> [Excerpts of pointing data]
::::::::::
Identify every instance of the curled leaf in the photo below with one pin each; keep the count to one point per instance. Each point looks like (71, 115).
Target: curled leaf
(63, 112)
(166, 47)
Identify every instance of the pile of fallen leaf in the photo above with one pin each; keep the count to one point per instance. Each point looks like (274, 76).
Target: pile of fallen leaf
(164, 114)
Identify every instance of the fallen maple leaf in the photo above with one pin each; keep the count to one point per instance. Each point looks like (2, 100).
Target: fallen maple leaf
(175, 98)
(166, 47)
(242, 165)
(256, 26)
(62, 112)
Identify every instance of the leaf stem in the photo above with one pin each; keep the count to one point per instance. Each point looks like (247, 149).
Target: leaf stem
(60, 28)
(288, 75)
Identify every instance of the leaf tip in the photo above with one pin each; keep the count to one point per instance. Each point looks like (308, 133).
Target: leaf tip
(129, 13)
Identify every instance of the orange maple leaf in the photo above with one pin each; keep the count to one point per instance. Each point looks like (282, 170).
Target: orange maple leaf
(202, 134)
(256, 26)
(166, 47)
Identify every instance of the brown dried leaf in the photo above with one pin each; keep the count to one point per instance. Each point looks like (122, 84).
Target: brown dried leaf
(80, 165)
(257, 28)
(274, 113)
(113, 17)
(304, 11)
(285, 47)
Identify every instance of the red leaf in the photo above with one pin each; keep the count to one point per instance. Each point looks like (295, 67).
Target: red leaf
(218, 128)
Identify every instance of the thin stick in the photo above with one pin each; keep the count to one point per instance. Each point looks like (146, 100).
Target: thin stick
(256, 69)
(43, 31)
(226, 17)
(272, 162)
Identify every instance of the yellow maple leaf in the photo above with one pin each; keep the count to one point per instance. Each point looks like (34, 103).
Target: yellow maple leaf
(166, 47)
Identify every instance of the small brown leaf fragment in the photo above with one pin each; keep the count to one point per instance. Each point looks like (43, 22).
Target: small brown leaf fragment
::::::::::
> [Work to be completed] Your task is to transcribe the material exactly.

> [Exercise answer]
Identify every instance of the curled leaf in the photo below with one pin each; keep the count to one point per instance. Each point looks like (71, 115).
Target: curled leaf
(63, 112)
(166, 47)
Identify every instance of the pile of fallen leaf in the photo above with one pin each; keep the count to one point per instance. Each point looks like (274, 76).
Target: pile of fallen leaf
(164, 114)
Identify every instance of the fallen maple leaf in the photo above with one pin each; keep the count to one point per instance. Each point looks like (2, 100).
Target: fallen maple leaf
(175, 98)
(166, 47)
(242, 165)
(256, 26)
(62, 112)
Identify every instance of the leaf stem in the photo above with one pin each; keep the count to one point per instance. Each point looks like (247, 149).
Target: leaf stem
(60, 28)
(288, 75)
Identify every instance of the leaf tip in the photo above with one pin each; keep the count to one point per instance. Each point looks like (308, 133).
Target: leaf tip
(129, 13)
Identify every instance of the orange maple leaf in the photo above with one pin each; keep the count to one point per instance. Each point looks like (282, 170).
Target: orange maple leaf
(202, 134)
(256, 26)
(166, 47)
Identify every instance of the brown dried leaf in the photo above with one pin each; keep the count to one point per instance. Each point looks like (122, 84).
Target: brown dried leaf
(80, 165)
(257, 28)
(274, 113)
(113, 17)
(304, 11)
(285, 47)
Identify every instance of the red leaf in the photo above with one pin each; keep the count to one point per instance. Each point looks like (295, 67).
Target: red leaf
(218, 128)
Identify every instance of the thin stick in the photo above with one pin each; keep the count to one point per instance. Each point looks like (146, 100).
Target: thin stick
(256, 69)
(43, 31)
(226, 17)
(272, 162)
Identify every instance of the yellow maple leaf in the photo above with one pin each; keep the count to one point per instance. Each point looks like (34, 103).
Target: yellow maple leaf
(166, 47)
Identify every instance of the small brown leaf fragment in the photo above with one pin each; keep the count to one point per instance. Each point looks like (43, 22).
Target: small brown leaf fragment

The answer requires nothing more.